• **提供された行**
-*-

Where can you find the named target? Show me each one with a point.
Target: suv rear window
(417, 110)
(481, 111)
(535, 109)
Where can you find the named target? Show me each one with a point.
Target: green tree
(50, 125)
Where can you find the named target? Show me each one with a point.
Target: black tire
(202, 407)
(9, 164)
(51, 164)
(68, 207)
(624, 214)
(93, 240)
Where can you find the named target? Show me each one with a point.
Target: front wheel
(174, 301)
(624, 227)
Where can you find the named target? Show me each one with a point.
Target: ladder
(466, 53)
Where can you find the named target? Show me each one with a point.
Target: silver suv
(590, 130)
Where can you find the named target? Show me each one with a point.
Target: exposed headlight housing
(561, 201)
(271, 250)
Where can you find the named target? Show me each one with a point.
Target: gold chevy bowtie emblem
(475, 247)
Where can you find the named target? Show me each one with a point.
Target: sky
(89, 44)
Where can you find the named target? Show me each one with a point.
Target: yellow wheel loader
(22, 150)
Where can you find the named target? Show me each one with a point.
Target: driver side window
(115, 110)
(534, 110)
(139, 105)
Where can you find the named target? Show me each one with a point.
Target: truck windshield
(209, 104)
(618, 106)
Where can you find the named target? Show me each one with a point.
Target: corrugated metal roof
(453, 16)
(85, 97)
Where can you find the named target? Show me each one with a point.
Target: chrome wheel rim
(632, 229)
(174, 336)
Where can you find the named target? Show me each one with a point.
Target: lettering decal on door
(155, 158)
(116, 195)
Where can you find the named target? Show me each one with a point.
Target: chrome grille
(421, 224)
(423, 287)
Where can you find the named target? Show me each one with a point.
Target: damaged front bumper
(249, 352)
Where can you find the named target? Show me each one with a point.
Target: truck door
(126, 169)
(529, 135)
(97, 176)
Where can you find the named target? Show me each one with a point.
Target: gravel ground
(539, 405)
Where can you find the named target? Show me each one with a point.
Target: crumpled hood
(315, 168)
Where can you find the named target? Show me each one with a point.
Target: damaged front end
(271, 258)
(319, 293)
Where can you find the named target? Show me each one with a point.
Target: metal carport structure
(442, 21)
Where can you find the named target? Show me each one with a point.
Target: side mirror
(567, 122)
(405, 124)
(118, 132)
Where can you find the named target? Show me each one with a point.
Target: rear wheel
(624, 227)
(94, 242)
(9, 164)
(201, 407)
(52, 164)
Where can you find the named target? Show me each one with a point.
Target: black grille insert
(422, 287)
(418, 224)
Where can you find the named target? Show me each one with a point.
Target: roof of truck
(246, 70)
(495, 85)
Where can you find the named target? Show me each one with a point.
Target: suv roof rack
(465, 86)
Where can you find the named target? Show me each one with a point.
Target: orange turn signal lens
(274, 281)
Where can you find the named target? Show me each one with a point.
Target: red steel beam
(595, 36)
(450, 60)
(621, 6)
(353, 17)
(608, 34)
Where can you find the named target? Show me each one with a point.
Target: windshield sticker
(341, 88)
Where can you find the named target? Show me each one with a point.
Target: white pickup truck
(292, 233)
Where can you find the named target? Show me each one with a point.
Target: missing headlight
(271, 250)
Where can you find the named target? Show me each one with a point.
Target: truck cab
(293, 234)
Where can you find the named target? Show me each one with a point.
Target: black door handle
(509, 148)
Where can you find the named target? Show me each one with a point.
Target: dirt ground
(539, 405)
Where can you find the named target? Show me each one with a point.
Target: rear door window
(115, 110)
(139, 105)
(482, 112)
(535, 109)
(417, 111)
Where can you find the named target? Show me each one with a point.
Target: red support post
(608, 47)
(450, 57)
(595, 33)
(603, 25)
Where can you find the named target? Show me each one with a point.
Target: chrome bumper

-*-

• **作業内容**
上の行のうち、文字列「ground」を含むものをすべて特定し、各行を書き写してください。大文字と小文字は区別されます。

• **結果**
Target: gravel ground
Target: dirt ground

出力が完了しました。